Written request
Repeat every line of the listing below exactly, minus the pictures.

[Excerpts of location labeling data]
- - - - - - -

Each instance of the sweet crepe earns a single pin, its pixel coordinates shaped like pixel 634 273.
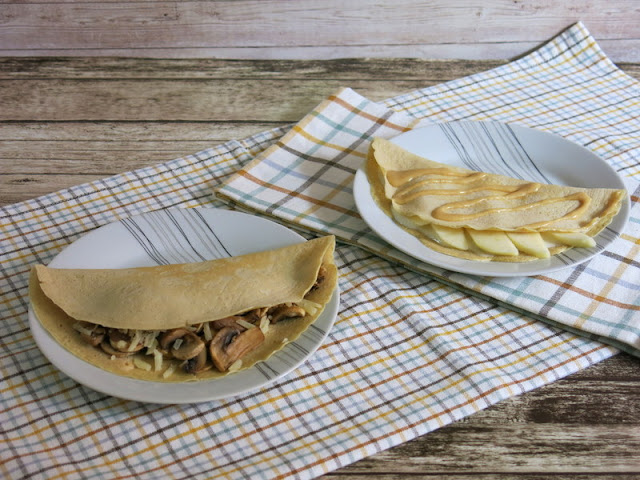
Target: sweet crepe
pixel 485 216
pixel 186 321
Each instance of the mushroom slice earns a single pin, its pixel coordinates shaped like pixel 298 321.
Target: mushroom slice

- - - - - - -

Worked answer
Each instance of the sweet crepe earns a single pin, its pixel coordinates shaped like pixel 634 273.
Target: sweet crepe
pixel 485 216
pixel 186 321
Each instance of the mushroom slice earns a single pin, its pixel coordinates shaped like pixel 298 321.
Target: mushroom slice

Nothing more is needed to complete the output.